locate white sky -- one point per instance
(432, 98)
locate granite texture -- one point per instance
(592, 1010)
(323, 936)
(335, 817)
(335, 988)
++++
Copy every row above word for word, keeping each line and its order unchanged.

locate white sky -- one point per instance
(432, 98)
locate granite texture -- one point per instance
(592, 1010)
(323, 936)
(335, 817)
(335, 988)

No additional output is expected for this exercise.